Selected text -
How about when the light goes green?
The Rio takes about 9.7-9.8 seconds to get to 60, which is on the slowish side relative to others in this class. For example, the turbo Sonic is a full second quicker and even the Mazda2 (with just 100 hp on tap and less efficient transmissions to deliver what’s on tap) is only a couple of ticks of the stopwatch behind the Rio. Probably this is because the Kia weighs about 100 pounds more than the Mazda (2,410 lbs. vs. 2,306 lbs.).
2,410 pounds is pretty porky for a small car — about 400-500 pounds more, in fact, than comparable cars weighed back in the ’80s. This is why, by the way, modern economy cars struggle to break 40 MPG on the highway while back in the ’80s, numerous economy compacts were doing almost that well in city driving — and pushing 50 on the highway — with carbureted engines.
And — in some cases — three-speed automatics.
But don’t blame Kia — or Mazda or any of the other car companies. They’re just doing what they have to (adding bulk) to comply with ever-more-demanding federal safety requirements — which are increasingly coming into conflict with federal fuel economy requirements. You can have a very safe car, or a very economical car. But not both in the same car.
At least, not without compromise — or cost.
ON THE ROAD
I tested an SX Rio — the sportiest trim — which comes with a pretty aggressive 17-inch wheel-tire package that reminded me of the current VW GTI (check the design of those pie-cutter wheels … see anything familiar?)
Ditto the handling.
The stiff sidewall tires and a very firmly calibrated suspension translate into minimal body roll — and “point and click” directional changes. Pick your line and the car will hold it, requiring very little in the way of course corrections to keep on track.
But, there is a downside — ride quality. The SX is a stiffy — and not for everyone. Both my wife and father-in-law (neither of them “sporty” minded people) made negative comments.
Now, of course, the SX is built for people who are sporty minded. Who want a firm ride. So, it’s probably not an issue. What may be, though, is the SX’s engine — which as mentioned earlier is the same engine as in the base LX and every other Rio. Put another way, a base $13k LX is just as quick as the “sporty” — and $17k — SX. I think the SX ought to be noticeably quicker than the base LX. Another 10 hp or so would do it — and probably not incur much of a fuel economy penalty.
While it may not have deep reserves of power, the Rio does have deep gearing, six-speeds (manual or automatic) in a segment where many still have five speeds and even — in the case of the poor Mazda2 — four-speeds. What does it mean? It means that you’ve got long legs. Once in top gear — a deep overdriven sixth — you can comfortably roll 80, even 90 mph with the engine turning relatively low RPMs, about 3,300 at those road speeds — and not making a lot of noise.
It’s only when you attempt a pass at those speeds — and lower speed, too — that you’ll notice the hp deficit. The transmission will downshift two gears (or you’ll do it yourself, if it’s the stick version) and then the engine will make a lot of noise — but not much forward progress will register on the speedometer.
But, we shouldn’t complain too much. After all, here we have a 40 MPG economy compact that is absolutely capable of running close to 100 MPH all day long — with more on tap. I’m old enough to remember the ’80s. Maybe you aren’t. Well, back in those days, an economy compact might have been able to deliver 50 MPG on the highway. But at 70 MPH, you were approaching its Top Speed — and the thing felt like it was about to come apart.

Instruction - From the Kia Rio review, copy word for word the passage starting at "2,410 pounds is" and ending at "the same car.".

Supplied information -
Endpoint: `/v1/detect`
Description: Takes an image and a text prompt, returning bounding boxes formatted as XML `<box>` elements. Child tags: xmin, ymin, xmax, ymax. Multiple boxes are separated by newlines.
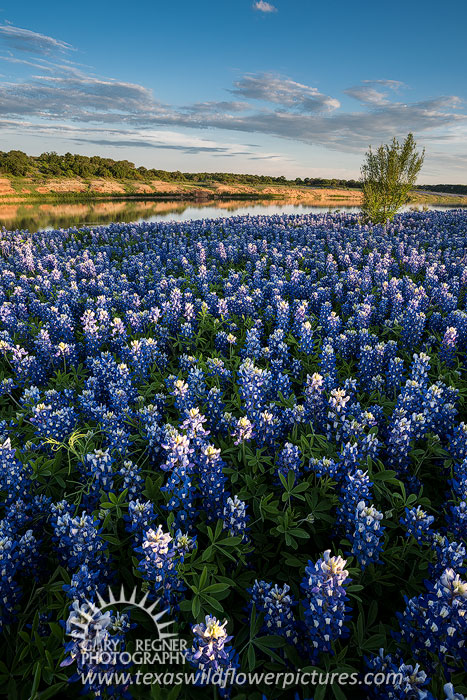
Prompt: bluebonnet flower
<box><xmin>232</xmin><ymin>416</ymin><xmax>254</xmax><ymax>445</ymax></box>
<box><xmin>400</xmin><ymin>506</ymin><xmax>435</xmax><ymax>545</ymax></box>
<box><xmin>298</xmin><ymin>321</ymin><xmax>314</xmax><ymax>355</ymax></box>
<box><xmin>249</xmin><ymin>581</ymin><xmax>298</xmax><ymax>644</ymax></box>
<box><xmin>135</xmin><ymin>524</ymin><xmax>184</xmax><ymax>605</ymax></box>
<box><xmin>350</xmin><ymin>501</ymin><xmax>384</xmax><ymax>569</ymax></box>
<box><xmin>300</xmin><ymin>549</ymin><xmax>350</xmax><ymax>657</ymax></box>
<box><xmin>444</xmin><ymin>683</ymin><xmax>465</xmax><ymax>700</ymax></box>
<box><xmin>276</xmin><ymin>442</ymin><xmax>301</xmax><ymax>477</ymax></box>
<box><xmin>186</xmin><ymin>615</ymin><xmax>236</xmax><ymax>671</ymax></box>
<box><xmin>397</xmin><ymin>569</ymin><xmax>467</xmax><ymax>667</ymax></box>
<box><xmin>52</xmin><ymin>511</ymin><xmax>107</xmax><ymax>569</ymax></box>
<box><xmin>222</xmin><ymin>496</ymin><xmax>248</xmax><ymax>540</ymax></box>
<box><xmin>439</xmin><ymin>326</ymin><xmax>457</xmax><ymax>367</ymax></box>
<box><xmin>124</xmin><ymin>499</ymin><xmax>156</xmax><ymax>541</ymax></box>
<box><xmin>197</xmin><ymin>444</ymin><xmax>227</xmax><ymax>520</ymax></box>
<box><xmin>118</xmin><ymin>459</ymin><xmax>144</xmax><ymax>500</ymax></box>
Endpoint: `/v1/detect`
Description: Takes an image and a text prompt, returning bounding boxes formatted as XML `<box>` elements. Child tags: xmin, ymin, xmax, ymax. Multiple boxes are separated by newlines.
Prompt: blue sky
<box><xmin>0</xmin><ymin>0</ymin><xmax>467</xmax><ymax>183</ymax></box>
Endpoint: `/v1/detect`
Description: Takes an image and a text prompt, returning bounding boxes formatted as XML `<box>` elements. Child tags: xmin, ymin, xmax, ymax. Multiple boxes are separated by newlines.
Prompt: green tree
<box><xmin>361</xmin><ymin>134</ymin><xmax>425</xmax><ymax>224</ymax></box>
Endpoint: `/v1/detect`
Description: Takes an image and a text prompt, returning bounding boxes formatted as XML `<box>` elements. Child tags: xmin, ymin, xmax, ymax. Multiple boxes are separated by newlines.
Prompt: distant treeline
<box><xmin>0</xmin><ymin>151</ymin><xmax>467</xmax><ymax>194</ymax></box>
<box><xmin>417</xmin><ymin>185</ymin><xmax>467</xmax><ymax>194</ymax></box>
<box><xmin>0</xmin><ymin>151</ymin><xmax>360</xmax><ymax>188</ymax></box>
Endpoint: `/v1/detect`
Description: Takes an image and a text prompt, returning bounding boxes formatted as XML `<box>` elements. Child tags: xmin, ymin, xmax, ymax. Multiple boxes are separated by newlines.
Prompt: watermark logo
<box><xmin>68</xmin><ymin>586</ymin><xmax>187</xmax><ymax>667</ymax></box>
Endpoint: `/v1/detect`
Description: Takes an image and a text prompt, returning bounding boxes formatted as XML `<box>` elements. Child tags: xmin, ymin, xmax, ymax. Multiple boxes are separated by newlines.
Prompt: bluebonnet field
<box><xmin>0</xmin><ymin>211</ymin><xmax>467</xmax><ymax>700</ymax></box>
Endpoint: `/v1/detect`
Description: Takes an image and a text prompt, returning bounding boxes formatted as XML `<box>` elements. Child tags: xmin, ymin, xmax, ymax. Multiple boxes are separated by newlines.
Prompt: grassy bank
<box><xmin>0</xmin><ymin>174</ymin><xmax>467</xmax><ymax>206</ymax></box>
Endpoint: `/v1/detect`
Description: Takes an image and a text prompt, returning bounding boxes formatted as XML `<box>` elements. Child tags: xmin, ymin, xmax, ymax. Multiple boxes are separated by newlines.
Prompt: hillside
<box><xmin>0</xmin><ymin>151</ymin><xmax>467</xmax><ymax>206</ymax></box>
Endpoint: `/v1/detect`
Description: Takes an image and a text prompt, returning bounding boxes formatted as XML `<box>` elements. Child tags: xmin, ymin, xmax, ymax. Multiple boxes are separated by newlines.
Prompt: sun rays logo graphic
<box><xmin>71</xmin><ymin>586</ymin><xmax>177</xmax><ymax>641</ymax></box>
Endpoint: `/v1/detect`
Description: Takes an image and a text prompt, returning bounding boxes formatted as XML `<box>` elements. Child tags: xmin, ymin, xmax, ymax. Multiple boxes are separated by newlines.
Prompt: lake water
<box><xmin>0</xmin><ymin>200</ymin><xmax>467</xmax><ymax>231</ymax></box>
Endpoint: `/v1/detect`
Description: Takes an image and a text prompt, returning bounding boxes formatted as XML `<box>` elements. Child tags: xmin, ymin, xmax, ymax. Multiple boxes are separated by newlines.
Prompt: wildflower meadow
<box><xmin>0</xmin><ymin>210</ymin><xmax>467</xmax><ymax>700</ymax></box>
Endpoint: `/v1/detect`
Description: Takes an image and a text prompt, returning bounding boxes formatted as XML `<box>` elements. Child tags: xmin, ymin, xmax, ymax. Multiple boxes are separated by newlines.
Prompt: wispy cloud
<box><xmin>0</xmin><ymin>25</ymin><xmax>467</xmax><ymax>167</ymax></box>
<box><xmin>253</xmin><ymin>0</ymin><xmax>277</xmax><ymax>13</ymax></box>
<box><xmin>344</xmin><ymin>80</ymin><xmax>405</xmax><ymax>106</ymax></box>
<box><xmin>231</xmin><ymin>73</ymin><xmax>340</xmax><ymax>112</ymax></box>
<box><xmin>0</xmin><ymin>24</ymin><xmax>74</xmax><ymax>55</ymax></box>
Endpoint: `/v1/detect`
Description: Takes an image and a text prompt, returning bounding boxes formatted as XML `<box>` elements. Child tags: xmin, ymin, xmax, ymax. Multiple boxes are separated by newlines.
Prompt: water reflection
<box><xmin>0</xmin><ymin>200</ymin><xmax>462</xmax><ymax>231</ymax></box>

Output of the task -
2,410 pounds is pretty porky for a small car — about 400-500 pounds more, in fact, than comparable cars weighed back in the ’80s. This is why, by the way, modern economy cars struggle to break 40 MPG on the highway while back in the ’80s, numerous economy compacts were doing almost that well in city driving — and pushing 50 on the highway — with carbureted engines.
And — in some cases — three-speed automatics.
But don’t blame Kia — or Mazda or any of the other car companies. They’re just doing what they have to (adding bulk) to comply with ever-more-demanding federal safety requirements — which are increasingly coming into conflict with federal fuel economy requirements. You can have a very safe car, or a very economical car. But not both in the same car.